Galusha Anderson (March 7, 1832 – July 20, 1918) was an American theologian and university president.

== Biography ==
Anderson was born at Bergen, Genesee County, New York. His father was of Scotch descent and a strict Presbyterian. At a young age he converted to the Baptist faith and was determined to become a minister. Anderson was educated at the University of Rochester, graduating with high honors in 1854, and the Rochester (Baptist) Theological Seminary, graduating in 1856. His ministry began as pastor of the Baptist Church in Janesville, Wisconsin. After two years, he moved to St. Louis to be the pastor of Second Baptist Church.

His account of the Civil War in St. Louis, The Story of a Border City during the Civil War, is considered accurate, vivid, and balanced, even though Anderson was an ardent abolitionist and supporter of the Union. Published in 1908, the account covers the entire duration of the war. "He became distinguished as a preacher of the Baptist denomination, and was called in 1866 from his Church in St. Louis to the professorship of homiletics, Church polity, and pastoral duties, in Newton theological institute."

## The data
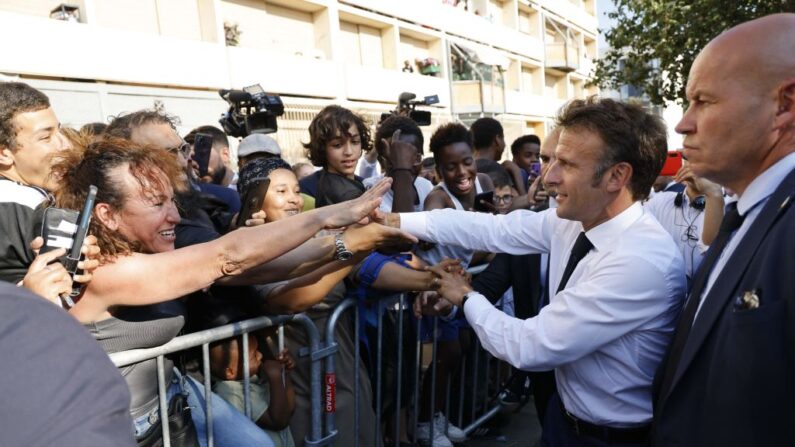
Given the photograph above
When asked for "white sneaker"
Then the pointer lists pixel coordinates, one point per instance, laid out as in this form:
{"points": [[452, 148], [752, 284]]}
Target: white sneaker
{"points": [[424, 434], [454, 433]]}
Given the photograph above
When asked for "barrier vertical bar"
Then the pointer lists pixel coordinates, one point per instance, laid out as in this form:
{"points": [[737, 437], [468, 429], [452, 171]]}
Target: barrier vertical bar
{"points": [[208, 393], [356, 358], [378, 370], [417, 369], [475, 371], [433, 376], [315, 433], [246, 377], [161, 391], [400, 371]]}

--

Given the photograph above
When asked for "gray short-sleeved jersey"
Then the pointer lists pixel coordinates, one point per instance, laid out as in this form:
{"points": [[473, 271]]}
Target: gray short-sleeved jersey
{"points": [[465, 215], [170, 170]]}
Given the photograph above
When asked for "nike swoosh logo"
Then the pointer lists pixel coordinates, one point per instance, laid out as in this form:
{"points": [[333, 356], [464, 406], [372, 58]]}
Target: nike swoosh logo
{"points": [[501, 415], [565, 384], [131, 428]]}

## Parts of the exercise
a) According to the Galusha Anderson biography, why did Anderson move to St. Louis? Answer in one to three sentences.
b) Decide whether each statement agrees with the Galusha Anderson biography. Answer yes or no for each and quote the deciding words.
(i) Anderson graduated from the University of Rochester in 1856.
(ii) Anderson's father was a strict Presbyterian.
(iii) Anderson's account of the Civil War in St. Louis was published in 1908.
c) Extend the Galusha Anderson biography from its last sentence.
The items are separate material, apart from the Galusha Anderson biography.

## Answers for the exercise
a) Anderson moved to St. Louis to be the pastor of Second Baptist Church. He made the move after two years as pastor of the Baptist Church in Janesville, Wisconsin.

b)
(i) No: "graduating with high honors in 1854"
(ii) Yes: "His father was of Scotch descent and a strict Presbyterian"
(iii) Yes: "Published in 1908"

c)
He held several other pastorates, became president successively of the Old University of Chicago (1878–85) and Denison University (1887–90), professor of practical theology at the new University of Chicago in 1892–1903, when he became emeritus professor. Dr. Anderson was given the degrees of D.D., 1866, and LL.D., 1884, by the University of Rochester.

Following his retirement in 1904, Anderson devoted much of his time to writing. His writings include:
- The Elements of Chrysostom's Power as a Preacher (1903)
- Ancient Sermons for modern Times, a translation from Asterius (1904)
- The Story of a Border City during the Civil War (1908)
- When Neighbors Were Neighbors, a Story of Love and Life in Olden Days (1911)

He died at his son's home in Wenham, Massachusetts on July 20, 1918.